§ Required work: What follows is data; output all of it exactly as given.

(Entries taken from a collection)
####################
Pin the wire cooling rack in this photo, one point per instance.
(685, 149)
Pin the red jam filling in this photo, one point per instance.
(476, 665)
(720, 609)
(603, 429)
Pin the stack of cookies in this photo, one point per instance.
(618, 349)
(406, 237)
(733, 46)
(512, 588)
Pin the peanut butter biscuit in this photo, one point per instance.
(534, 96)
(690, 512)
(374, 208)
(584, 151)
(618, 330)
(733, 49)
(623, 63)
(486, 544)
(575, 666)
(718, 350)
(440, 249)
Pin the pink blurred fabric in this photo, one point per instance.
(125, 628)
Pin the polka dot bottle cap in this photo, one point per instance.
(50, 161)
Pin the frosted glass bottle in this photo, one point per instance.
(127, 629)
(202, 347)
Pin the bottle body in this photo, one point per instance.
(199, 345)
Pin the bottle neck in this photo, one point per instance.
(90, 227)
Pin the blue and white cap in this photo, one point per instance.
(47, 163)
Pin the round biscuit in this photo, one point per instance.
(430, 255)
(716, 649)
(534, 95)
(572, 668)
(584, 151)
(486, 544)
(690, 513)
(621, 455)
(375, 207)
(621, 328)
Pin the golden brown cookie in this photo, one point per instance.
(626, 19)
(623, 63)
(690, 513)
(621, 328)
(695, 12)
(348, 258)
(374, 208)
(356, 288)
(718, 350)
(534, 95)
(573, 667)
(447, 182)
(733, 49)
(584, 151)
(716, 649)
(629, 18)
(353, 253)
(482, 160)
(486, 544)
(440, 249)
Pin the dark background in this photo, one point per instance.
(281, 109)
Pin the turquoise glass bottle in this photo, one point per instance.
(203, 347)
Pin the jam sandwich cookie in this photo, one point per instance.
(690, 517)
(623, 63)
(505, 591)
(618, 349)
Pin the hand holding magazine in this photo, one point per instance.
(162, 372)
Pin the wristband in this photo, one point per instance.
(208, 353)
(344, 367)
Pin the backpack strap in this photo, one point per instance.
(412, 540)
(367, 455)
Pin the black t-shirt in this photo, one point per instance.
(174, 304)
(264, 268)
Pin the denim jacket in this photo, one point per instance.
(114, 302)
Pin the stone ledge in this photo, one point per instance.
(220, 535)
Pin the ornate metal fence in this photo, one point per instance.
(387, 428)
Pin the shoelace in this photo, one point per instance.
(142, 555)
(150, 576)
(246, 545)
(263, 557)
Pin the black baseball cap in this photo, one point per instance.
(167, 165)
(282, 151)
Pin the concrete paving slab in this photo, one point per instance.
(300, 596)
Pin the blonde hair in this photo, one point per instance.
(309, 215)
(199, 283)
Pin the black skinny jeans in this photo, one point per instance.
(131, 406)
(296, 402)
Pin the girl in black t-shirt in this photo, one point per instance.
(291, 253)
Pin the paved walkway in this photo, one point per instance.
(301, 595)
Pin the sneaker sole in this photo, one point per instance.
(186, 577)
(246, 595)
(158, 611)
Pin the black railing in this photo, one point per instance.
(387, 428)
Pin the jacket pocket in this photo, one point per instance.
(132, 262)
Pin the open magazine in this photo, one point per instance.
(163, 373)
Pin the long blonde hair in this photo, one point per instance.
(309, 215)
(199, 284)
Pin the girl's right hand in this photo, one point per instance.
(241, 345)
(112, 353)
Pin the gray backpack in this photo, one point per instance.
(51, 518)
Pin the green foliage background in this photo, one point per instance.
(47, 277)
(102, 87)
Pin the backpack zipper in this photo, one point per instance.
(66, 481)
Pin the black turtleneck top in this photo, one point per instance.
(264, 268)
####################
§ Answer box:
Pin the wire cooling rack in this photo, one point per instance.
(685, 149)
Pin the red jam filling in this photo, one point per instance.
(476, 665)
(720, 609)
(603, 429)
Pin the stack of cookies in this photo, one point per instance.
(618, 349)
(406, 237)
(733, 46)
(512, 588)
Pin the peanut butter biscuit in this photo, one point per instance.
(534, 96)
(690, 512)
(374, 208)
(584, 151)
(618, 330)
(733, 49)
(623, 63)
(486, 544)
(575, 666)
(718, 350)
(440, 249)
Pin the pink blurred fabric in this photo, one point per instance.
(125, 628)
Pin the polka dot bottle cap in this photo, one point per instance.
(50, 161)
Pin the frosted glass bottle in this photo, one point per instance.
(127, 629)
(202, 347)
Pin the bottle body in this photo, one point per instance.
(199, 345)
Pin the bottle neck in this photo, one point per instance.
(90, 227)
Pin the blue and white cap in this photo, one point per instance.
(47, 163)
Pin the round biscuit in this photo, one point per instance.
(430, 255)
(716, 649)
(534, 95)
(572, 668)
(584, 151)
(486, 544)
(690, 513)
(621, 455)
(375, 207)
(621, 328)
Pin the golden brown cookie in this photo, one point per instance.
(626, 19)
(623, 63)
(690, 513)
(621, 328)
(695, 12)
(348, 258)
(374, 208)
(356, 288)
(718, 350)
(534, 95)
(573, 667)
(447, 182)
(733, 49)
(584, 151)
(716, 649)
(629, 18)
(353, 253)
(482, 160)
(486, 544)
(440, 249)
Pin the dark background in this photo, one point per instance.
(281, 109)
Pin the turquoise glass bottle in this photo, one point per instance.
(203, 347)
Pin the jam sandwich cookie in this photo, one point per instance.
(690, 517)
(623, 63)
(505, 591)
(618, 349)
Pin the hand holding magazine in this photo, one point per instance.
(162, 372)
Pin the wristband in this photo, one point per instance.
(208, 353)
(344, 367)
Pin the backpack strap in this photo, one point per instance.
(412, 540)
(367, 455)
Pin the black t-shirt in this photo, one point per instance.
(174, 304)
(264, 268)
Pin the denim jacket in this photo, one point per instance.
(114, 302)
Pin the stone ledge in this photo, one point per instance.
(220, 535)
Pin the ornate metal fence in this photo, one point per instance.
(387, 428)
Pin the shoelace in this photo, one point per instance.
(142, 555)
(150, 576)
(246, 545)
(263, 557)
Pin the black baseball cap in this photo, one point per instance.
(167, 165)
(282, 151)
Pin the concrete paving slab in this photo, one point per instance.
(300, 596)
Pin the blonde hair in this photo, one point per instance.
(309, 215)
(199, 283)
Pin the black skinny jeans in this photo, one point per instance.
(131, 406)
(296, 402)
Pin the girl in black t-shirt in this photo, one point per instance.
(291, 253)
Pin the paved walkway in this photo, one point per instance.
(301, 595)
Pin the sneaker sole in this photo, one point per instance.
(186, 577)
(246, 595)
(158, 611)
Pin the black railing in this photo, one point per instance.
(387, 428)
Pin the jacket pocket in this photo, one point per instance.
(132, 262)
Pin the open magazine in this photo, one point per instance.
(163, 373)
Pin the long blonde hair in this photo, one point per instance.
(309, 215)
(199, 284)
Pin the girl's right hand in this photo, one point per instance.
(241, 345)
(112, 353)
Pin the gray backpack in this photo, one point per instance.
(51, 518)
Pin the green foliage background in this photo, one point per instance.
(47, 277)
(102, 87)
Pin the backpack zipper in this photo, one point per instance.
(66, 481)
Pin the black turtleneck top in this photo, one point per instance.
(264, 268)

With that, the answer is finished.